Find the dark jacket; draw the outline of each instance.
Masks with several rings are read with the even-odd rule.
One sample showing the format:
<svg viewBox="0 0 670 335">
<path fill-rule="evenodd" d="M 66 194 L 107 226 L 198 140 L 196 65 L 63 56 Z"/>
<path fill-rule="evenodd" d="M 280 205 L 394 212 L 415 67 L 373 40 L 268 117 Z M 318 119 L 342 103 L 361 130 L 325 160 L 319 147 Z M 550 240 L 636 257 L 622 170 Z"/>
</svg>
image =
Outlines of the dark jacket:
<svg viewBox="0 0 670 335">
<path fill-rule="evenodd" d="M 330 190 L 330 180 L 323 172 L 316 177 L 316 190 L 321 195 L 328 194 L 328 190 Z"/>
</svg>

########

Only the lines from the one bearing "66 194 L 107" to the end of the material belong in the answer; set them down verbatim.

<path fill-rule="evenodd" d="M 66 194 L 107 226 L 198 140 L 196 65 L 63 56 Z"/>
<path fill-rule="evenodd" d="M 280 205 L 394 212 L 415 67 L 373 40 L 268 117 Z M 318 119 L 342 103 L 361 130 L 325 160 L 319 147 Z M 550 240 L 636 257 L 622 170 Z"/>
</svg>
image =
Outlines of the dark jacket:
<svg viewBox="0 0 670 335">
<path fill-rule="evenodd" d="M 330 190 L 330 180 L 323 172 L 316 177 L 316 190 L 321 195 L 328 194 L 328 190 Z"/>
</svg>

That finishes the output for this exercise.